▼▼▼
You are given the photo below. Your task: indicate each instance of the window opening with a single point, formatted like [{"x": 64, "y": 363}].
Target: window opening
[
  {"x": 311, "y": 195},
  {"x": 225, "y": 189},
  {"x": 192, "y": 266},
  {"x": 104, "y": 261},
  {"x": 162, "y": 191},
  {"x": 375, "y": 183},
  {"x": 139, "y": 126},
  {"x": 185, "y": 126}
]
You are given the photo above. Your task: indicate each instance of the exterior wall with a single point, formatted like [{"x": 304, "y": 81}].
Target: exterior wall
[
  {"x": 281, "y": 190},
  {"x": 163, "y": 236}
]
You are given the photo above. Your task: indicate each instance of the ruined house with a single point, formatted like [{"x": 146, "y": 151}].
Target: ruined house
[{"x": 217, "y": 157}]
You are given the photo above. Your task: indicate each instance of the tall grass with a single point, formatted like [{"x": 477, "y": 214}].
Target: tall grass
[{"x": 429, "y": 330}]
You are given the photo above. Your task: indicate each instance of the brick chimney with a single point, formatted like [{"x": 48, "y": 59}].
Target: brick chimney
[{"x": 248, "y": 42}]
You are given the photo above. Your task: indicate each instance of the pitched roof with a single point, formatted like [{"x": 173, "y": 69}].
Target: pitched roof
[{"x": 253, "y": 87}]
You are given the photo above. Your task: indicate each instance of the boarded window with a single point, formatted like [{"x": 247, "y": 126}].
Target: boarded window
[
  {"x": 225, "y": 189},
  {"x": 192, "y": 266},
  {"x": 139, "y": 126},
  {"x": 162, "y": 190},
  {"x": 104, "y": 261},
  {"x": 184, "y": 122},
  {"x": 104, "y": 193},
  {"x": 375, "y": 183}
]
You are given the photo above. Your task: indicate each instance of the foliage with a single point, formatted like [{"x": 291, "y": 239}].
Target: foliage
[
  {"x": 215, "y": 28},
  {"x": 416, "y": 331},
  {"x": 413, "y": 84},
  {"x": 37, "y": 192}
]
▲▲▲
Required work: Turn every line of the entries above into a Markdown table with two columns, Row and Line. Give each line its own row number and leave out blank lines.

Problem solution:
| Row | Line |
|---|---|
| 1 | You are given the photo below. Your task: indicate each instance of the window opening with a single point, formatted like [{"x": 64, "y": 363}]. |
| 2 | Target: window opening |
| 3 | [ |
| 4 |   {"x": 311, "y": 195}, |
| 5 |   {"x": 225, "y": 189}, |
| 6 |   {"x": 192, "y": 266}, |
| 7 |   {"x": 104, "y": 261}, |
| 8 |   {"x": 162, "y": 191}, |
| 9 |   {"x": 375, "y": 183}, |
| 10 |   {"x": 139, "y": 126}, |
| 11 |   {"x": 185, "y": 126} |
| 12 | ] |
| 13 | You are given the photo above. Your task: indicate each instance of the exterior wall with a single point, formatted like [{"x": 304, "y": 81}]. |
| 14 | Target: exterior wall |
| 15 | [ |
| 16 |   {"x": 281, "y": 190}, |
| 17 |   {"x": 163, "y": 236} |
| 18 | ] |
| 19 | You are given the photo above. Your task: indicate each instance of the ruined house with a single point, formatted like [{"x": 146, "y": 151}]. |
| 20 | Target: ruined house |
| 21 | [{"x": 217, "y": 157}] |
| 22 | You are given the photo above. Your task: indicate each instance of the tall grass with a single point, formatted like [{"x": 477, "y": 214}]. |
| 23 | Target: tall grass |
| 24 | [{"x": 429, "y": 330}] |
| 25 | You are given the photo above. Your task: indicate each instance of the brick chimney with a single point, formatted like [{"x": 48, "y": 59}]. |
| 26 | Target: brick chimney |
| 27 | [{"x": 248, "y": 42}] |
| 28 | You are given the photo above. Your task: indicate each instance of the pitched roof with a single point, formatted like [{"x": 173, "y": 69}]. |
| 29 | Target: pitched roof |
| 30 | [{"x": 253, "y": 87}] |
| 31 | You are given the photo above. Your task: indicate each instance of the boarded window with a single point, formatted like [{"x": 247, "y": 126}]. |
| 32 | Target: boarded window |
| 33 | [ |
| 34 |   {"x": 225, "y": 189}, |
| 35 |   {"x": 192, "y": 266}, |
| 36 |   {"x": 139, "y": 126}, |
| 37 |   {"x": 162, "y": 190}, |
| 38 |   {"x": 104, "y": 261}, |
| 39 |   {"x": 184, "y": 122}, |
| 40 |   {"x": 104, "y": 193}, |
| 41 |   {"x": 375, "y": 183} |
| 42 | ] |
| 43 | You are given the photo above. Your task: indicate each instance of the foliage with a single point, formatted like [{"x": 291, "y": 239}]. |
| 44 | Target: foliage |
| 45 | [ |
| 46 |   {"x": 215, "y": 28}, |
| 47 |   {"x": 416, "y": 331}, |
| 48 |   {"x": 413, "y": 84}, |
| 49 |   {"x": 37, "y": 192} |
| 50 | ] |